* _PAGE EXCERPT_:
* * *
The science that deals with lakes and reservoirs is known as limnology, and much of our current limnological knowledge (including that used to manage lakes and reservoirs) was derived from studies of lakes over many decades. Although we now have a reasonable understanding of limnological processes in lakes, we now are only just beginning to develop a similar understanding for reservoirs. In fact, reservoir studies initially focused on sediment loading from drainage basins. The rationale for this was that the rate at which a reservoir filled with sediment is a major determinant of useful operational life. Comparatively little attention was given to the environmental and socioeconomic issues associated with reservoir construction.

Shape and Morphometry

The shape and form of lakes and reservoirs is determined largely by how they were formed. This also affects some of their fundamental characteristics. Because lakes are naturally formed, bowl-shaped depressions typically located in the central part of a drainage basin, they usually also have a more rounded shape than reservoirs (Photo 10). Similar to a bowl, the deepest part of a lake is usually at its center. Determining lake water quality is typically based on measurements of water samples taken from its deep center part, and a lake exhibits more consistent water quality characteristics throughout its water basin than a reservoir. The shallowest part of the water basin is usually located near the outflow channel.
* * *
* _PROVIDED DATA_:
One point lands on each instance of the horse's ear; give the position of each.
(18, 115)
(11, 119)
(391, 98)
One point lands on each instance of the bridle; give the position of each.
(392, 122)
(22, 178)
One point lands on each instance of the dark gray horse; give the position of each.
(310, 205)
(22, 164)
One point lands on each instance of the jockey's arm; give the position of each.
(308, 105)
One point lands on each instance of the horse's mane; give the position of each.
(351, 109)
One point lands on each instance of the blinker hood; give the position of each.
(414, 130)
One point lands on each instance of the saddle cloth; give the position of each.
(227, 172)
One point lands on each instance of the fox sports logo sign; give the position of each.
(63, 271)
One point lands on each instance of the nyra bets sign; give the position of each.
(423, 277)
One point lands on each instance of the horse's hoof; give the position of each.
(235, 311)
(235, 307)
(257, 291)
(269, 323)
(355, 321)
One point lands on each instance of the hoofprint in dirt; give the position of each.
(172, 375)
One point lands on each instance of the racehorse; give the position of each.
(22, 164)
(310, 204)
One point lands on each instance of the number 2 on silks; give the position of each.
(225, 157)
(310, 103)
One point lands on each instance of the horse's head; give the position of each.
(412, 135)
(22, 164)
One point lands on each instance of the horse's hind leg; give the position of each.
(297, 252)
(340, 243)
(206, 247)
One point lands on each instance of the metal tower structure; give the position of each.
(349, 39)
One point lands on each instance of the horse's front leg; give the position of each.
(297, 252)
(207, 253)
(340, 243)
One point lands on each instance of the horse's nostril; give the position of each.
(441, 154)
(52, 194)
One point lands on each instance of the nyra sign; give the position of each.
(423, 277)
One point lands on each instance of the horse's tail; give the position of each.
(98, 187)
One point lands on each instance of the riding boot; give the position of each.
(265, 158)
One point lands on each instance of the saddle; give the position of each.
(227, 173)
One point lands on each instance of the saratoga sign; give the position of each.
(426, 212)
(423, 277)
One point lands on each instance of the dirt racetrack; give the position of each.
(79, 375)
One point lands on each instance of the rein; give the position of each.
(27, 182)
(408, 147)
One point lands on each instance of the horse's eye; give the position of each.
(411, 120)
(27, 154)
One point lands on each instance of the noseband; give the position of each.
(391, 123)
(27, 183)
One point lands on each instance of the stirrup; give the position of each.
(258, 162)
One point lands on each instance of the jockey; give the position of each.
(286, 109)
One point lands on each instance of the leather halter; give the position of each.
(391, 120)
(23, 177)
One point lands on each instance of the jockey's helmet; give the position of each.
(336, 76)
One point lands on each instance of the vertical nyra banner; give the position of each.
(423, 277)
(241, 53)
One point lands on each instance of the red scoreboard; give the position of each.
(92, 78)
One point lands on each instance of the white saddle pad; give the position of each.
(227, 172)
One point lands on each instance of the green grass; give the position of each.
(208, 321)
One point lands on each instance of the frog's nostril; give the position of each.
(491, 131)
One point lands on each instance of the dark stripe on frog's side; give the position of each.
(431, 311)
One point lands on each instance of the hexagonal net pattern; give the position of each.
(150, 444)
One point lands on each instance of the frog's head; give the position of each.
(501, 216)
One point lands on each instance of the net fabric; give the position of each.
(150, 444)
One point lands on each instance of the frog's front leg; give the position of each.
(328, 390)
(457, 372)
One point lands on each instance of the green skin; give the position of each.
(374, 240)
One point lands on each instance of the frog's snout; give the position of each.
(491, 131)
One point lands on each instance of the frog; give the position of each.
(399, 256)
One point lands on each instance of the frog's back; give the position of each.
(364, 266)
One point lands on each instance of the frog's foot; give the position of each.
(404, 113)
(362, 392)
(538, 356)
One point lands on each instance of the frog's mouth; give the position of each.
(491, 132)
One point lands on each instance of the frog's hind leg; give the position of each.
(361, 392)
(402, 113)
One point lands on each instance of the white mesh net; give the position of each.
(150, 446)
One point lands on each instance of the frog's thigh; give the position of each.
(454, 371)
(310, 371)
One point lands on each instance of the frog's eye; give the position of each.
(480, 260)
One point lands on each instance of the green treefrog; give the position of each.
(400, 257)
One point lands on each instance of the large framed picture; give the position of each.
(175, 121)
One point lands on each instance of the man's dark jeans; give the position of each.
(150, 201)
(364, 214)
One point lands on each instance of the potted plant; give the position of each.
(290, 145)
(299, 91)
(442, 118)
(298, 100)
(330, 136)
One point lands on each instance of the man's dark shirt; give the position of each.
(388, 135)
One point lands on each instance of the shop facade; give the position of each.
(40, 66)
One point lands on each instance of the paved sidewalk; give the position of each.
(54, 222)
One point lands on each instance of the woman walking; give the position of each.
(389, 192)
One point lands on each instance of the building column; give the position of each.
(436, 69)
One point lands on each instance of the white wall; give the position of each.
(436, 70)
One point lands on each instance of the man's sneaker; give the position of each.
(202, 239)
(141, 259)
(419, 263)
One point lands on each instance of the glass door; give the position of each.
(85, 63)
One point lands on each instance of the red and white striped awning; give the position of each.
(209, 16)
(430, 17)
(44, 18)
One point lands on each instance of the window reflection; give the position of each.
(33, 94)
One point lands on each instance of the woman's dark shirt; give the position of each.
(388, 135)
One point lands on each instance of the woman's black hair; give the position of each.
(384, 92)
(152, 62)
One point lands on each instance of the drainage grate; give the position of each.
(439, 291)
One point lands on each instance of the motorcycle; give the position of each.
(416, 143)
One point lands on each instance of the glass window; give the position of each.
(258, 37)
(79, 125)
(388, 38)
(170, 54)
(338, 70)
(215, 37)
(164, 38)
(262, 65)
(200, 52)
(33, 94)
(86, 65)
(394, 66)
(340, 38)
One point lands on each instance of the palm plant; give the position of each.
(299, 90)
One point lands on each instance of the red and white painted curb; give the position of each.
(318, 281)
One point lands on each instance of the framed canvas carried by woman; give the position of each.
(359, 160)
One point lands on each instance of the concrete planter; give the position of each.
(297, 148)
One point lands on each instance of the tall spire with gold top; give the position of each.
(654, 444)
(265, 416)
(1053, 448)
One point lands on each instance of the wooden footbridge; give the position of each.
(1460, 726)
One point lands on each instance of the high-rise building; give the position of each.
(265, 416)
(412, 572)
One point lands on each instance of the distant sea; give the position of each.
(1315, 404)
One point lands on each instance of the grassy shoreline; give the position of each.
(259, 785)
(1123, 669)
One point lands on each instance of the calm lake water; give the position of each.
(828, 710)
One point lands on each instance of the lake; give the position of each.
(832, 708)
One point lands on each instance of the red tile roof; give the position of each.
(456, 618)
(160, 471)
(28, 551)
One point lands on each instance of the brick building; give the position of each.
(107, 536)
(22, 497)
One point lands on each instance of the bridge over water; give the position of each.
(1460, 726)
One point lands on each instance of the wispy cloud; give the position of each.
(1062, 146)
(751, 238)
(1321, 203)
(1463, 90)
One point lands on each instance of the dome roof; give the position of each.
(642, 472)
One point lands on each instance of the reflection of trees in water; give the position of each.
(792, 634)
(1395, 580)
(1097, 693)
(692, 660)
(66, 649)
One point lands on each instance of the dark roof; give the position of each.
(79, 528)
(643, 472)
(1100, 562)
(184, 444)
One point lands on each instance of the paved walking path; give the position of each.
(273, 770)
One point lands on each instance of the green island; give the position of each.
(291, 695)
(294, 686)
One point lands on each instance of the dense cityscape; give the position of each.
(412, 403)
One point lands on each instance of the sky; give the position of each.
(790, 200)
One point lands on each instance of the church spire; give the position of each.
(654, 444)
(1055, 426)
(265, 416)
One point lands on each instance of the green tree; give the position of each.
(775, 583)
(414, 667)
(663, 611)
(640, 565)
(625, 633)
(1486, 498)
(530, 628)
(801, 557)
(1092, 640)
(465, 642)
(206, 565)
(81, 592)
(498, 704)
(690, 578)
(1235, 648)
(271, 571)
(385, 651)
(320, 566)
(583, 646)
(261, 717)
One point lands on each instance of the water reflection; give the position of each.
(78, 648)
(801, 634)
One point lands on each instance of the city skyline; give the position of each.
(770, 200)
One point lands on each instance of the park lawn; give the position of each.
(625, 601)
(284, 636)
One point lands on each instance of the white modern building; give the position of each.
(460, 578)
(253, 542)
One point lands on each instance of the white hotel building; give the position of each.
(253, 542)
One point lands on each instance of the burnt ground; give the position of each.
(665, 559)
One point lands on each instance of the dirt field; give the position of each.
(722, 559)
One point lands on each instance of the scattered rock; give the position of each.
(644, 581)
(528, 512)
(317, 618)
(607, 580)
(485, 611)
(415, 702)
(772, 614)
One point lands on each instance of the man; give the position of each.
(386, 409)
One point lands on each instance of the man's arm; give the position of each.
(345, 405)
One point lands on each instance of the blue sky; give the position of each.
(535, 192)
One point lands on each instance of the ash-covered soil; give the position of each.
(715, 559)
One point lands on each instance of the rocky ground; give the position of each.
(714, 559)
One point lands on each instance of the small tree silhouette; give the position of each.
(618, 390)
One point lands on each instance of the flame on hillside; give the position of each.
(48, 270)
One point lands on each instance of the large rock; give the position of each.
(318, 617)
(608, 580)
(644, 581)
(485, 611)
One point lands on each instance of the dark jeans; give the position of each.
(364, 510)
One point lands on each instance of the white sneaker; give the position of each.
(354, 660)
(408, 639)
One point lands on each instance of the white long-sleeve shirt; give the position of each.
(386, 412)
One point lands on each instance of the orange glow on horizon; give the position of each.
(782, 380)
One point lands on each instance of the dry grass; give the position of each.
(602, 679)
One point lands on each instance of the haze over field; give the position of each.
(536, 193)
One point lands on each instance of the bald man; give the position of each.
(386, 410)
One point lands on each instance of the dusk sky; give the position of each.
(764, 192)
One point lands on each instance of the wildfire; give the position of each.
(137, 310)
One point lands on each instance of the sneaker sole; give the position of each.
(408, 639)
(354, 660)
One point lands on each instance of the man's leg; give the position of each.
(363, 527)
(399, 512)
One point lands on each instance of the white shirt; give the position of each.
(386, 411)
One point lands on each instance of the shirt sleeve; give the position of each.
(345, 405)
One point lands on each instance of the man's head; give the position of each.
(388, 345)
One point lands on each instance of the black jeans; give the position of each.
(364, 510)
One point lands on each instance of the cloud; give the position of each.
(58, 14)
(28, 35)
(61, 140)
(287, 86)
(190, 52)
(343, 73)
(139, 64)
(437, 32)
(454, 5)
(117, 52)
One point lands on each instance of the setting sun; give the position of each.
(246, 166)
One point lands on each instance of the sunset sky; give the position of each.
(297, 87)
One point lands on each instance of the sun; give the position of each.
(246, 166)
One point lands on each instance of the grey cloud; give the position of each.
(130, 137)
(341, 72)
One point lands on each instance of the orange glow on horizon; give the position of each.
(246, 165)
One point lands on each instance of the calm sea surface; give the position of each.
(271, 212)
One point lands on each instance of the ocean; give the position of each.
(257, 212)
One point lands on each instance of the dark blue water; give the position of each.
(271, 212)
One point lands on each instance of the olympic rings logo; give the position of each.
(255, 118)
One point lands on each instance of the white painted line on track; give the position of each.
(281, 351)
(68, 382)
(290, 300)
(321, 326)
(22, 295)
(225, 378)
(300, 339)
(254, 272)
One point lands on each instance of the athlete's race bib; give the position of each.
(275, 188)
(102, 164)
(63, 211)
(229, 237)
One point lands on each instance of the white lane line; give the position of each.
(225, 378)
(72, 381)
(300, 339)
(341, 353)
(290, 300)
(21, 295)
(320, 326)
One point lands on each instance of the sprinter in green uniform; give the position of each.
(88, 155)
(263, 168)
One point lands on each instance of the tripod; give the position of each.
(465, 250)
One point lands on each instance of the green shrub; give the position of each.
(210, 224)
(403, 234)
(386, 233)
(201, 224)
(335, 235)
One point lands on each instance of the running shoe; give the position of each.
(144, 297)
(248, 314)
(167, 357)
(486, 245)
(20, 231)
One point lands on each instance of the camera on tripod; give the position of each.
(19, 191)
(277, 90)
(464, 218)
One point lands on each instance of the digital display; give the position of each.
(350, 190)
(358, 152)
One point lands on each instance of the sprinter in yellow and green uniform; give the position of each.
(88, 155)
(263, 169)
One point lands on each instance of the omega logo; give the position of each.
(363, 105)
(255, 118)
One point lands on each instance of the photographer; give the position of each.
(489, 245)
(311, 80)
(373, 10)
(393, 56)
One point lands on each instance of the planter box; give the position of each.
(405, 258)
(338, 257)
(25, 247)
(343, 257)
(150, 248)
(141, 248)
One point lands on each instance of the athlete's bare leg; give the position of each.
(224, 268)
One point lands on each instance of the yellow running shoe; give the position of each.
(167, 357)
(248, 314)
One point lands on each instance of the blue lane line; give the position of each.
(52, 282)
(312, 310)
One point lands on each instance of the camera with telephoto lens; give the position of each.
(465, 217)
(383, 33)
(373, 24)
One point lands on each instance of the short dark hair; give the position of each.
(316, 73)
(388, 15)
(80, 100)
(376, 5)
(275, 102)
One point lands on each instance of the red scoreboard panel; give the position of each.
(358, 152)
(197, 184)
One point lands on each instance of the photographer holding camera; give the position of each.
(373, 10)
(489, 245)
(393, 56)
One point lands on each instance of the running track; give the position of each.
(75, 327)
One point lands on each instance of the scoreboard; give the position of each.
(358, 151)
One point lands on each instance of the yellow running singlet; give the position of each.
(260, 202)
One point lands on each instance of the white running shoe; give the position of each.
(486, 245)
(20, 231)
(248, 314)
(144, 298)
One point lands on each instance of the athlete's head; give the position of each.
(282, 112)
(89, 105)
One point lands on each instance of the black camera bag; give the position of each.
* * *
* _TO-DO LIST_:
**A)** Duplicate the part of the passage on lakes and reservoirs starting with "Shape and Morphometry" and going on through "the outflow channel.".
**B)** List each different word that comes right after the word "water" in the passage on lakes and reservoirs.

* _TASK RESPONSES_:
**A)**
Shape and Morphometry

The shape and form of lakes and reservoirs is determined largely by how they were formed. This also affects some of their fundamental characteristics. Because lakes are naturally formed, bowl-shaped depressions typically located in the central part of a drainage basin, they usually also have a more rounded shape than reservoirs (Photo 10). Similar to a bowl, the deepest part of a lake is usually at its center. Determining lake water quality is typically based on measurements of water samples taken from its deep center part, and a lake exhibits more consistent water quality characteristics throughout its water basin than a reservoir. The shallowest part of the water basin is usually located near the outflow channel.

**B)** quality, samples, basin